Copy every entry word for word, but skip the pictures.

** Start of Records shown **

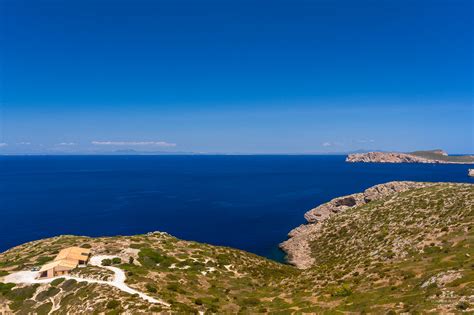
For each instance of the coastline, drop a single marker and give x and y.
(297, 246)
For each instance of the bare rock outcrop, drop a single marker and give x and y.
(386, 157)
(431, 156)
(298, 247)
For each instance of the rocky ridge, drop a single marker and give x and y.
(298, 246)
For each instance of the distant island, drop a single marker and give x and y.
(430, 156)
(398, 247)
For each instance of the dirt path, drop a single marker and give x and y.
(29, 277)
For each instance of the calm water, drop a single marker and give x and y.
(247, 202)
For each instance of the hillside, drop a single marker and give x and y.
(430, 156)
(405, 251)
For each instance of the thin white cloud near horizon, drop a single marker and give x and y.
(135, 143)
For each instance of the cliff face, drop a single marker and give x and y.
(298, 245)
(433, 156)
(387, 157)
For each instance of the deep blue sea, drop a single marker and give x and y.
(247, 202)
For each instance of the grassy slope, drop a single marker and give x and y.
(432, 155)
(373, 258)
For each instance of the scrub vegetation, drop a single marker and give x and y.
(411, 252)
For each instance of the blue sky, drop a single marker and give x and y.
(236, 76)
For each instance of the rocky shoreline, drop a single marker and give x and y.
(297, 247)
(436, 156)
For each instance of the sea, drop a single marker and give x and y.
(247, 202)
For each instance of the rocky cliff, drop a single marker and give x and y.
(298, 247)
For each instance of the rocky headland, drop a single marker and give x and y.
(396, 248)
(432, 156)
(298, 247)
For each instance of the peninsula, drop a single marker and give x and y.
(430, 156)
(399, 247)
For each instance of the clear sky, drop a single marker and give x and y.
(236, 76)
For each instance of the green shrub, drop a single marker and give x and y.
(342, 291)
(151, 288)
(5, 288)
(116, 260)
(69, 284)
(113, 304)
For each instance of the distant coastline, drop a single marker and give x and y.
(430, 156)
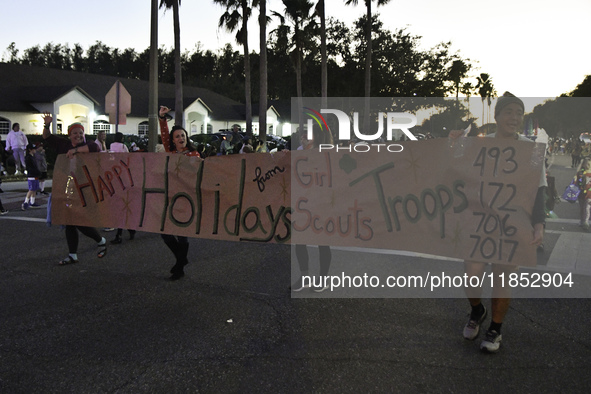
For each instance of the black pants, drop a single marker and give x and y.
(178, 245)
(72, 236)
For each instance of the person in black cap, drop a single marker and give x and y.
(509, 111)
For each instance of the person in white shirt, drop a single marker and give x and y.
(17, 141)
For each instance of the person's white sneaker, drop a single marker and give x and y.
(492, 342)
(472, 328)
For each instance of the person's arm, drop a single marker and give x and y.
(46, 122)
(539, 216)
(164, 133)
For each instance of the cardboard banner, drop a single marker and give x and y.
(238, 198)
(471, 199)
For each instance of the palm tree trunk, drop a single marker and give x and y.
(247, 89)
(178, 76)
(368, 57)
(263, 71)
(323, 57)
(153, 91)
(367, 68)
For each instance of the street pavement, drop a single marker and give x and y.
(119, 325)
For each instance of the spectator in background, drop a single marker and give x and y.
(100, 141)
(3, 158)
(16, 142)
(2, 210)
(118, 146)
(33, 175)
(42, 166)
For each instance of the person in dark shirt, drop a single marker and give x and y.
(74, 145)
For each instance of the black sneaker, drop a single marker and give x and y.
(491, 342)
(299, 285)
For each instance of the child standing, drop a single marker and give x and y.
(33, 175)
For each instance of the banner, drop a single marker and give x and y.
(470, 199)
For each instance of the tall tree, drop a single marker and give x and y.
(486, 90)
(178, 77)
(237, 12)
(368, 39)
(263, 70)
(320, 10)
(458, 71)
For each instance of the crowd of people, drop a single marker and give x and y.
(509, 112)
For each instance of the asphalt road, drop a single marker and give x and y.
(118, 325)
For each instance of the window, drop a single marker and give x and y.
(142, 128)
(101, 125)
(4, 126)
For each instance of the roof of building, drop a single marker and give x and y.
(22, 85)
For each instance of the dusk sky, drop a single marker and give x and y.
(533, 49)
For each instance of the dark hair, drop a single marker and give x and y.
(172, 146)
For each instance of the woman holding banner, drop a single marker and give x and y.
(509, 111)
(76, 144)
(176, 142)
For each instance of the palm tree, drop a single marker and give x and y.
(178, 77)
(263, 70)
(238, 11)
(323, 56)
(486, 90)
(298, 12)
(368, 39)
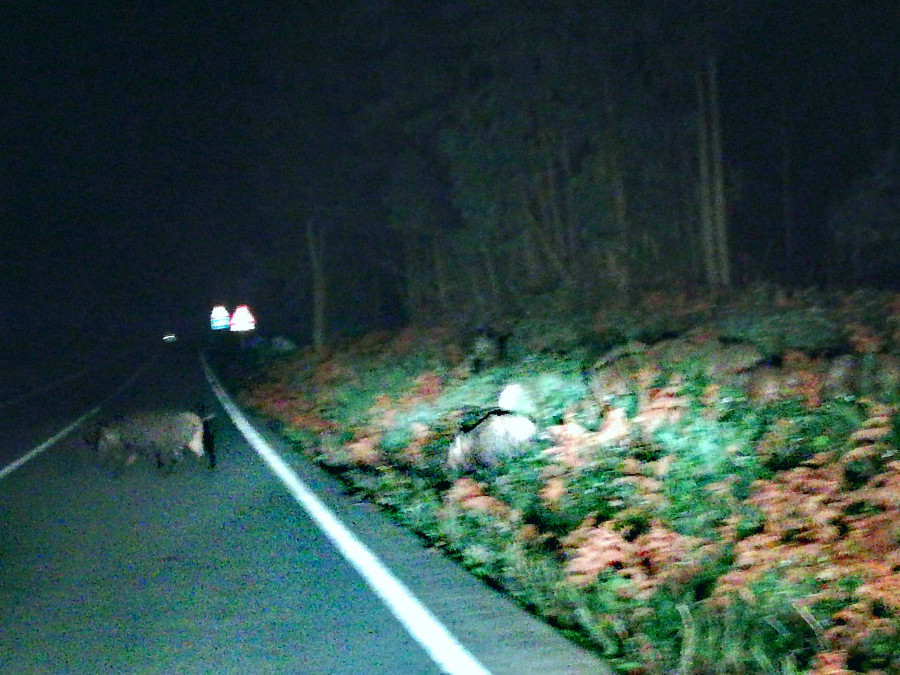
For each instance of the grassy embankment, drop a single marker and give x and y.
(715, 488)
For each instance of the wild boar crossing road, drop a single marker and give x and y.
(217, 571)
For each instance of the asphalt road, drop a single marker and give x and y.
(222, 571)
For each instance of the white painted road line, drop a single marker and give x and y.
(444, 649)
(34, 452)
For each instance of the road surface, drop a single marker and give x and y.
(222, 571)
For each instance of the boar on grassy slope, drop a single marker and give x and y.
(161, 436)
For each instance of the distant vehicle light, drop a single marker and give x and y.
(242, 320)
(219, 318)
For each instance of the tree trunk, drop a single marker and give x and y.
(720, 208)
(314, 239)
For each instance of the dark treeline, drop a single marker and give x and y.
(477, 158)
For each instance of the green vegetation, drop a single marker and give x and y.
(720, 499)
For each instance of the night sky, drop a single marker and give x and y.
(161, 157)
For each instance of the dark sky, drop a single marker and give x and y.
(140, 144)
(127, 183)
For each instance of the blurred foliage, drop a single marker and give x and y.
(709, 501)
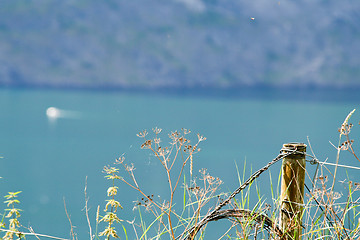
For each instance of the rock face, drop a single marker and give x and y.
(179, 43)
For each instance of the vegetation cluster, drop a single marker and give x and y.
(194, 202)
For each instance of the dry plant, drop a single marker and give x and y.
(329, 212)
(325, 215)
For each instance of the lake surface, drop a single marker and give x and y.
(49, 159)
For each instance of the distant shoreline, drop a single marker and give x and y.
(322, 94)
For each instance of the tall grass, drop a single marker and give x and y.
(330, 210)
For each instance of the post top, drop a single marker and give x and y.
(300, 147)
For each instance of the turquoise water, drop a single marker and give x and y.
(49, 159)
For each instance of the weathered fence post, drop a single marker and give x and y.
(292, 190)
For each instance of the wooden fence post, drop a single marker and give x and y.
(292, 190)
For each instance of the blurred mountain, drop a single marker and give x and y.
(179, 43)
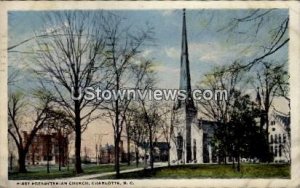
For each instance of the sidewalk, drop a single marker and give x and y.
(93, 176)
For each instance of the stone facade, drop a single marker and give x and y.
(279, 137)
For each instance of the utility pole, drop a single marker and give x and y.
(98, 139)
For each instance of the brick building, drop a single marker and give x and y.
(44, 147)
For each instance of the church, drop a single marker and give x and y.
(191, 137)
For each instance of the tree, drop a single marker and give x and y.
(69, 60)
(272, 78)
(17, 113)
(137, 132)
(267, 20)
(221, 110)
(243, 131)
(122, 50)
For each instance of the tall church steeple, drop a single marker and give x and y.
(185, 78)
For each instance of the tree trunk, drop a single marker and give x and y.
(239, 163)
(78, 168)
(11, 162)
(128, 150)
(169, 159)
(117, 154)
(48, 151)
(136, 156)
(151, 150)
(21, 161)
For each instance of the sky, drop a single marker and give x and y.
(211, 43)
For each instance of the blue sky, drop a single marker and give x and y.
(209, 45)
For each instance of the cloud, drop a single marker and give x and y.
(167, 12)
(147, 53)
(172, 52)
(162, 68)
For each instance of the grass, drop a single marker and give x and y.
(40, 172)
(210, 171)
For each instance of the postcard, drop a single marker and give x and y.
(150, 94)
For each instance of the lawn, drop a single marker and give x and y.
(40, 172)
(211, 171)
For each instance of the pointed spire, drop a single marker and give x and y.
(258, 98)
(185, 78)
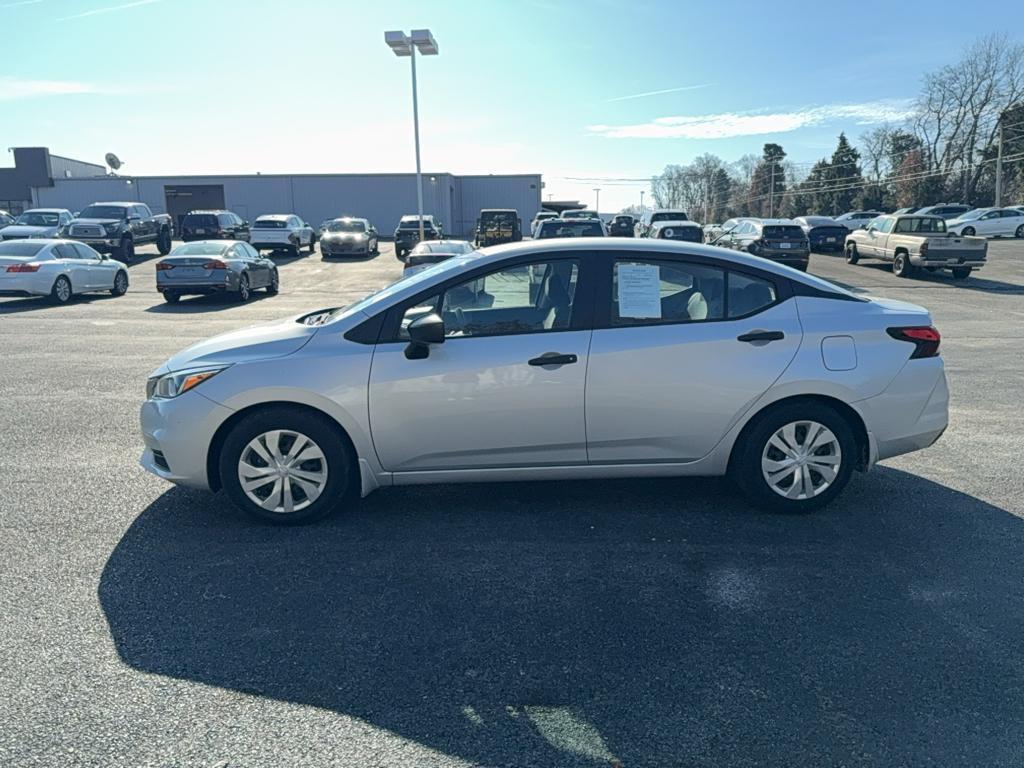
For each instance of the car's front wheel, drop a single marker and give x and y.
(285, 465)
(796, 458)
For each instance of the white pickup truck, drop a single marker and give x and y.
(911, 241)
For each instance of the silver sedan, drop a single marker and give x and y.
(551, 359)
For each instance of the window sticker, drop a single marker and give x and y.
(639, 291)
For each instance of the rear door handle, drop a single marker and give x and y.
(762, 336)
(553, 358)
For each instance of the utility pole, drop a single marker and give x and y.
(998, 168)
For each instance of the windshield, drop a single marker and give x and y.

** End of Records shown **

Response to this task —
For each instance of the coastline, drop a single marker and give x and y.
(297, 246)
For each instance of the bare rock outcrop, drop a single marker and give x and y.
(386, 157)
(431, 156)
(298, 247)
For each instance of the rocky ridge, drop a single marker and give x and y.
(298, 246)
For each instance of the distant island, drop a single marker and give x and y.
(430, 156)
(398, 247)
For each instance of the dirt path, drop a single marker and give x and y.
(29, 277)
For each instance of the calm water, drop a single marker and give x and y.
(247, 202)
For each instance of the hillside, drop a single marker and give x and y.
(430, 156)
(405, 251)
For each instance of the thin white cloud near horizon, drop a single marker and give x and y.
(135, 143)
For each instance of the cliff face, drop a single marker and give x and y.
(298, 245)
(433, 156)
(387, 157)
For each instance of the deep blue sea, drop a single marker and give x and y.
(247, 202)
For each instance of the grassy slope, drop a single marker and give x and y.
(432, 155)
(373, 258)
For each instance of the scrub vegetation, drop a single marker and give x and y.
(411, 252)
For each instance of the blue sky, drop a single marker and give x and y.
(236, 76)
For each instance of the rocky shoreline, drop a single marker and give x and y.
(297, 247)
(436, 156)
For each instance of the sea, drop a single marker and give x and y.
(247, 202)
For each instance of the rocky cliff, drop a single marker and give x and y.
(298, 247)
For each instance of the rocky headland, drop a single marker and give x and y.
(396, 248)
(432, 156)
(298, 247)
For each instance of the peninsula, drop a single marker and give x and y.
(430, 156)
(399, 247)
For each instance of the clear sky, drop a single marker and give x and y.
(236, 76)
For each instance of the green shrub, drop a single marker and give x and y.
(342, 291)
(151, 288)
(5, 288)
(116, 260)
(69, 284)
(113, 304)
For each instance of the distant coastline, drop a single marker and give x and y.
(430, 156)
For each instance of the black pants, drop a single marker and give x and y.
(178, 245)
(72, 236)
For each instance of the person in black cap, drop a single marker and give x and y.
(509, 111)
For each instance of the person in white shirt, drop a single marker and give x and y.
(17, 141)
For each instance of the person's white sneaker, drop a single marker and give x and y.
(492, 342)
(472, 328)
For each instance of the person's arm, drop a single marker and give x and y.
(46, 122)
(539, 216)
(164, 133)
For each instance of the cardboard banner, drop a single marker and give x and y.
(238, 198)
(471, 199)
For each instance of the palm tree trunk, drop a single marker and give x and y.
(247, 89)
(178, 76)
(368, 57)
(263, 71)
(323, 57)
(153, 91)
(367, 68)
For each instance of the street pavement, drop a single marker and give x and y.
(119, 325)
For each instance of the spectator in background, drop a single marker and give x and y.
(100, 141)
(3, 158)
(16, 142)
(2, 210)
(118, 146)
(33, 175)
(42, 166)
For each instance of the person in dark shirt, drop a single marker and give x and y.
(74, 145)
For each instance of the black sneaker, drop a single marker and give x and y.
(491, 342)
(299, 285)
For each instance of the child standing, drop a single marker and give x and y.
(33, 175)
For each instance of the banner, drop a single marker and give x and y.
(470, 199)
For each instance of the tall tree, drop a single marker and give x and y.
(486, 90)
(178, 77)
(237, 12)
(368, 39)
(263, 70)
(320, 10)
(458, 71)
For each instance of the crowd of people, drop a single marker and give x and y.
(509, 112)
For each instance of the asphalt road, drop a single marker and give x and y.
(118, 325)
For each instance of the window, drop a single marker and give x and y.
(142, 128)
(101, 125)
(4, 126)
For each instance of the roof of building, drop a single marker and give x and y.
(22, 85)
For each instance of the dusk sky, drop a single marker and give x and y.
(533, 49)
For each instance of the dark hair, drop a single marker and give x and y.
(172, 146)
For each instance of the woman holding banner, drop a single marker and give x and y.
(509, 111)
(76, 144)
(176, 142)
For each instance of the palm tree, drop a single marker and give x and y.
(178, 77)
(263, 70)
(238, 11)
(323, 56)
(486, 90)
(298, 12)
(368, 39)
For each instance of the grassy embankment, drop a single marker and give x and y.
(715, 488)
For each instance of the wild boar crossing road, drop a single marker and give x and y.
(217, 571)
For each instance of the asphalt road, drop a single marker and give x and y.
(222, 571)
For each instance of the white painted road line, drop a single marker and give x and y.
(444, 649)
(34, 452)
For each instance of the road surface, drop a single marker and give x and y.
(222, 571)
For each instance of the boar on grassy slope, drop a single marker and give x and y.
(161, 436)
For each instance of the distant vehicle light, drop a single marker and give x and y.
(242, 320)
(219, 318)
For each instance of the tree trunk, drop a single marker and give x and y.
(720, 208)
(314, 239)
For each instance of the dark treeline, drop a single marker and give x and y.
(477, 158)
For each instance of the green vegetation, drop a single marker and give x and y.
(720, 499)
For each instance of the night sky, drop a single marker and give x and y.
(161, 157)
For each instance of the dark sky, drop a single marker and give x and y.
(140, 144)
(127, 183)
For each instance of the blurred foliage, drop a single marker and give x and y.
(709, 501)
For each instance of the rock face, drop a single marker and give x and y.
(179, 43)
For each instance of the vegetation cluster, drop a single marker and give x and y.
(194, 202)
For each instance of the dry plant, drop a single marker and give x and y.
(329, 212)
(325, 215)
For each instance of the lake surface, drop a single marker and give x and y.
(49, 159)
For each instance of the distant shoreline, drop a single marker and give x and y.
(322, 94)
For each instance of the tall grass, drop a single marker and give x and y.
(330, 210)
For each instance of the post top, drop a single marker and give x and y.
(300, 147)
For each instance of the turquoise water, drop a single marker and give x and y.
(49, 159)
For each instance of the weathered fence post, drop a single marker and give x and y.
(292, 190)
For each instance of the wooden fence post, drop a single marker and give x and y.
(292, 190)
For each instance of the blurred mountain, drop a single marker and give x and y.
(179, 43)
For each instance of the sidewalk, drop a single marker and give x and y.
(93, 176)
For each instance of the stone facade, drop a single marker and give x and y.
(279, 137)
For each instance of the utility pole, drop a single marker and give x and y.
(98, 139)
For each instance of the brick building, drop a single marker and give x and y.
(44, 147)
For each instance of the church, drop a single marker and give x and y.
(191, 137)
For each instance of the tree, drop a single marker and give x and y.
(69, 60)
(272, 78)
(17, 113)
(137, 132)
(267, 20)
(221, 110)
(243, 131)
(122, 50)
For each instance of the tall church steeple, drop a single marker and give x and y.
(185, 78)
For each instance of the tree trunk, drop a single marker and give x and y.
(239, 163)
(78, 168)
(11, 162)
(128, 150)
(169, 159)
(117, 154)
(48, 151)
(136, 156)
(151, 150)
(21, 161)
For each instance of the sky, drop a single marker and give x and y.
(211, 43)
For each instance of the blue sky, drop a single marker and give x and y.
(209, 45)
For each instance of the cloud, drop a single marker and give x and y.
(167, 12)
(147, 53)
(172, 52)
(162, 68)
For each instance of the grass, drop a single marker and give x and y.
(40, 172)
(210, 171)
For each instance of the postcard, drop a single marker and give x and y.
(150, 94)
For each instance of the lawn, drop a single marker and give x and y.
(40, 172)
(211, 171)
For each instance of the pointed spire, drop a single marker and give x and y.
(258, 98)
(185, 78)
For each instance of the car's front wheel, drop a single marker and give x and y.
(285, 465)
(796, 458)
For each instance of the white pickup truck, drop a single marker and give x and y.
(911, 241)
For each instance of the silver sedan, drop a single marker and give x and y.
(551, 359)
For each instance of the window sticker, drop a single marker and give x and y.
(639, 291)
For each instance of the rear door handle, drop a single marker and give x and y.
(762, 336)
(553, 358)
For each instance of the utility pole, drop a single marker and give x and y.
(998, 168)
For each instance of the windshield, drop a single marker and give x and y.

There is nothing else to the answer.